Given problem 1: Rewrite the part of the listing that opens with the line containing "the blue beanie" and runs through the end of the listing, replacing "photograph" with "image" and keeping everything else the same. Leave the pictures out of your answer.

Page excerpt:
────────────────────────────────────────

Well it isn't really a unit test if you don't, is it? If you don't mock it then you're not only testing classes under unit tests, but also C's methods. And you're doing that not just in one place but in several different places in your testbase. The same methods. Over and over again.


I don't understand. If my unit test calls C.getX() over and over again, how is it bad?


C.getX() is going to be called by many different methods in many classes. This means that each time you unit test any of these methods, you're also testing C.getX() when you should only be testing what the method does.


+ sign and - sign are also called by unit tests many times, so you also repeatedly testing arithmetic operations "each time you unit test any of these methods, ... when you should only be testing what the method does".

Edit: I see what you say, but I think that effort we spend on decomposing app into perfectly isolated unit tests is far greater then the effort of identifying and troubleshooting where the less perfect test failed.


In my case a cache could be something remote, having any calls directly to that will slow down unit tests a lot, having one or two calls to it unit testing the cache implementation it self is OK, but having every method which makes use of it make those calls isn't going to work.

In reply to your original question, its not extremely bad if you can't unit test that class alone , but in this case you wouldn't be able to unit test anything which uses it either.


You want to mock cache so you can replace it with a trivial implementation that always contains precisely what the test expects it to contain.


Fill up the cache with mocks of the objects it needs to contain. 10 objects = 10 lines of code.

If you really want to have different cache implementation for testing purpose, use C as just an instance storage, and return reference not to self but to cache interface. Put a switch inside static C.getX() that returns IX. Inside of switch statement see if System.getProperty("isTest")=true and return XSimple (which implements IX), otherwise return XReal (which also implements IX). Few lines of code, transparent and debuggable.


"Fill up the cache with mocks of the objects it needs to contain. 10 objects = 10 lines of code."

But then I'm not testing the code that uses the cache, I'm testing the cache plus the code that uses the cache. Which is a valuable test but a separate one.

Regarding your proposed implementation, that sounds like basically what I proposed here:

https://news.ycombinator.com/item?id=7153126


Funny, I saw your code, but didn't put your name and code together:) There are many ways to mock a singleton. I am not against mocking it, but against over-complicating. Also, I think that we are taking unit testing a bit too far in trying to decompose the app into smallest pieces. Unit tests have specific goals, like verifying correctness of calculations or performance benchmarks. If test raises a red flag, it takes a few minutes to isolate the piece of code that is at fault.

────────────────────────────────────────

Exercise input:
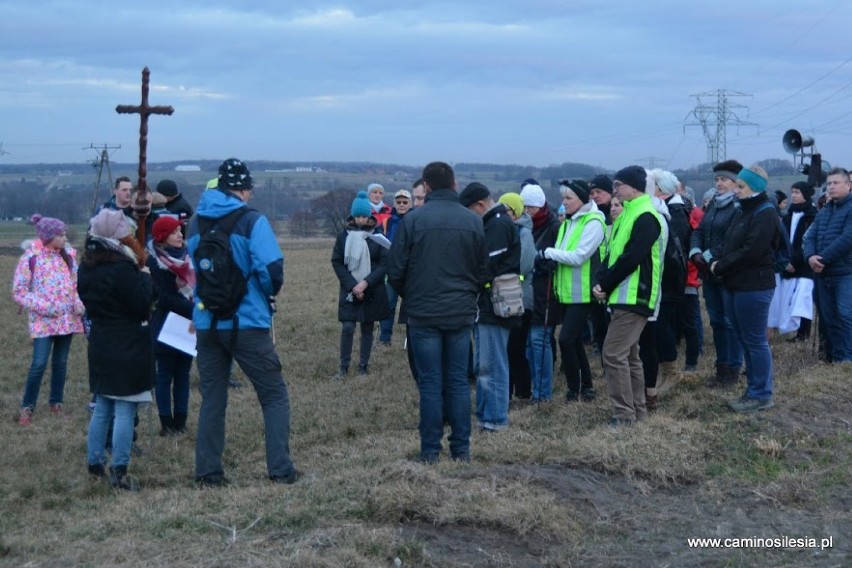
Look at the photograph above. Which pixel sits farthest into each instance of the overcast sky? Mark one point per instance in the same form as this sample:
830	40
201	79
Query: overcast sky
532	82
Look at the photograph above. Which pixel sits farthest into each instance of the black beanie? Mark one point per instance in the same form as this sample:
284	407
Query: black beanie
634	176
472	193
578	187
167	187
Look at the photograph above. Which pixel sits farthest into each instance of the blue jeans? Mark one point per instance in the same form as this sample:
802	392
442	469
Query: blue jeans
61	344
540	357
173	383
491	367
441	357
728	349
750	312
386	326
255	353
835	309
121	413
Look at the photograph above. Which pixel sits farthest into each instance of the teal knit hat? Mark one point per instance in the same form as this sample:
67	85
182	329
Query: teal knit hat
361	205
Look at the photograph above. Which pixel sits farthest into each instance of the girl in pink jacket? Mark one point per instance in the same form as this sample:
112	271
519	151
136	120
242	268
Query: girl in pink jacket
45	284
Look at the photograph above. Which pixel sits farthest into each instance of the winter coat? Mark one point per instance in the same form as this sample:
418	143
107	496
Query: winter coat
118	297
256	251
49	291
831	237
374	306
545	236
524	225
504	257
169	298
709	237
748	258
438	262
801	268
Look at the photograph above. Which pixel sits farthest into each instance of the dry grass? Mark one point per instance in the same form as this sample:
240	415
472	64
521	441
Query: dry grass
558	488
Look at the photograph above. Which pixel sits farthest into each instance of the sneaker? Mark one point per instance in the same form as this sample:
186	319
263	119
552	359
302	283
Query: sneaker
119	479
288	479
26	417
212	481
750	405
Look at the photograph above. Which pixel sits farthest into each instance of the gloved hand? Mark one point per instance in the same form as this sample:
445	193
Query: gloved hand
544	265
699	261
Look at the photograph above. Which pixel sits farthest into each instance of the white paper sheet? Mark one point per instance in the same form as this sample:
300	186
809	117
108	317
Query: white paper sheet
176	333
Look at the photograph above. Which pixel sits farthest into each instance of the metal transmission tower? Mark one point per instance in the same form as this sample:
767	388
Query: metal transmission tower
714	120
99	163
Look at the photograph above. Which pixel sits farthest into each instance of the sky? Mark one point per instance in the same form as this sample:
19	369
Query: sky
532	82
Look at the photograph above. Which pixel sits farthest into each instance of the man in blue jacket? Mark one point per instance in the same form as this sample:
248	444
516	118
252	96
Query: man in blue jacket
828	249
257	254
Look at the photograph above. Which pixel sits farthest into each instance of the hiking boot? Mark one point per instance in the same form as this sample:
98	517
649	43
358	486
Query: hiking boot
750	405
119	479
720	379
26	417
212	481
167	424
288	479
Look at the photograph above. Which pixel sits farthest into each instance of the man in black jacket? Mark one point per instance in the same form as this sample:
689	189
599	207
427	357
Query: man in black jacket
437	264
491	334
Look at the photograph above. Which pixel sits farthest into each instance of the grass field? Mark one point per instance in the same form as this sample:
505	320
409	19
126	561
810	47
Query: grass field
558	488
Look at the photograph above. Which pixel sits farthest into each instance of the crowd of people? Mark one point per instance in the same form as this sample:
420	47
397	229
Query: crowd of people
490	290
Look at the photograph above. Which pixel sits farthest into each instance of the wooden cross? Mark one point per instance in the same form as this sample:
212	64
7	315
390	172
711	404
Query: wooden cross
142	205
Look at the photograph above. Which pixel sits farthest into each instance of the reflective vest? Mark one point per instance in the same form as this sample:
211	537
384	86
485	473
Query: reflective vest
629	292
573	284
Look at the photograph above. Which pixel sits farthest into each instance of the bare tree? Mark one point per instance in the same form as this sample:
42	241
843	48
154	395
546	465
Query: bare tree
332	209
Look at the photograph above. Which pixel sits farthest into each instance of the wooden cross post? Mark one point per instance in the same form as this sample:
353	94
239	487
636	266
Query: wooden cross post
142	205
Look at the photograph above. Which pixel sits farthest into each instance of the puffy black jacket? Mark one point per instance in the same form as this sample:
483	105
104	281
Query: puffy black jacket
438	262
118	298
797	256
710	233
504	257
374	306
748	259
831	237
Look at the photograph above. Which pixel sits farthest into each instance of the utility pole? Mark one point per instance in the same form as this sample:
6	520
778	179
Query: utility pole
651	162
99	163
714	120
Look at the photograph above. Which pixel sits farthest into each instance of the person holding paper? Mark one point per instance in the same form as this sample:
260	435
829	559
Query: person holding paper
359	263
174	279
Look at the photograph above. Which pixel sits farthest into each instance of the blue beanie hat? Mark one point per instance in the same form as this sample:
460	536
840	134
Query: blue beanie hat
361	205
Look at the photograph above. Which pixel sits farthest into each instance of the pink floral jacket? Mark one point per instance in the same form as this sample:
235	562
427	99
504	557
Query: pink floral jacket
48	291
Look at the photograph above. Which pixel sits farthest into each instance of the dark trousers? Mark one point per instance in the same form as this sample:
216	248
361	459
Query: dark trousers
578	374
520	383
648	354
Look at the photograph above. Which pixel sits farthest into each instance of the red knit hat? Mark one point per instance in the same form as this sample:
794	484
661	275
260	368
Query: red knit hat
163	227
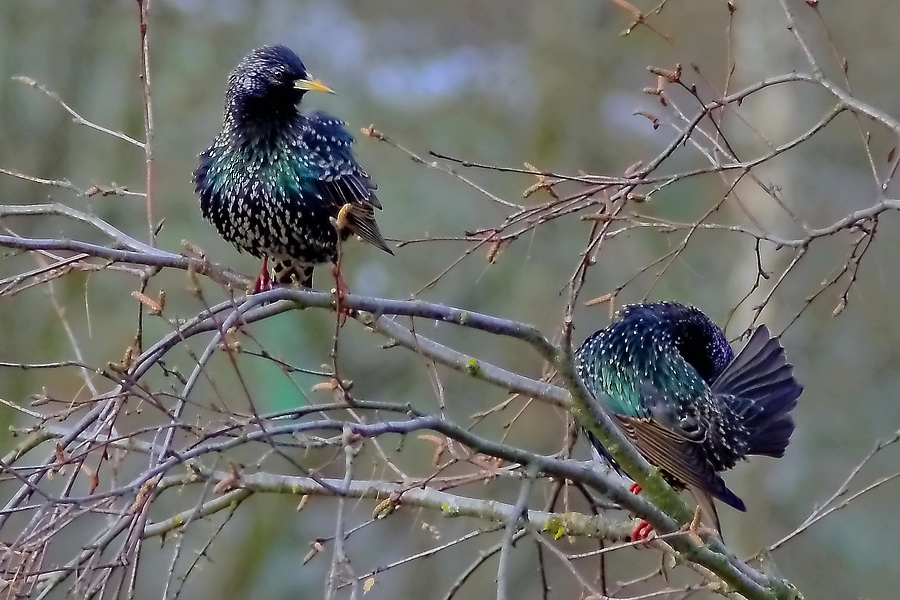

────────────────────────────────────────

Given problem 2: Translate this sentence from the unit testing discussion into Spanish: "Unit tests have specific goals, like verifying correctness of calculations or performance benchmarks."

Worked answer 1:
Look at the image above. Which pixel sits farthest into each instance of the blue beanie hat? Mark one point per instance in the same form as this sample:
460	536
840	134
Query: blue beanie hat
361	205
Look at the image above. Which pixel sits farthest into each instance of the pink floral jacket? Mark one point per instance in the same form as this sample:
235	562
427	99
504	557
Query: pink floral jacket
48	291
Look at the image above. Which pixel sits farthest into each instance of the dark trousers? Mark one point per instance in the same form as this sample:
216	248
361	459
Query: dark trousers
578	374
520	383
648	354
Look at the image above. Which pixel sits farthest into each instance of the red knit hat? Mark one point per instance in the same form as this sample:
794	484
661	275
260	368
Query: red knit hat
163	227

Worked answer 2: Las pruebas unitarias tienen objetivos específicos, como verificar la corrección de los cálculos o las pruebas comparativas de rendimiento.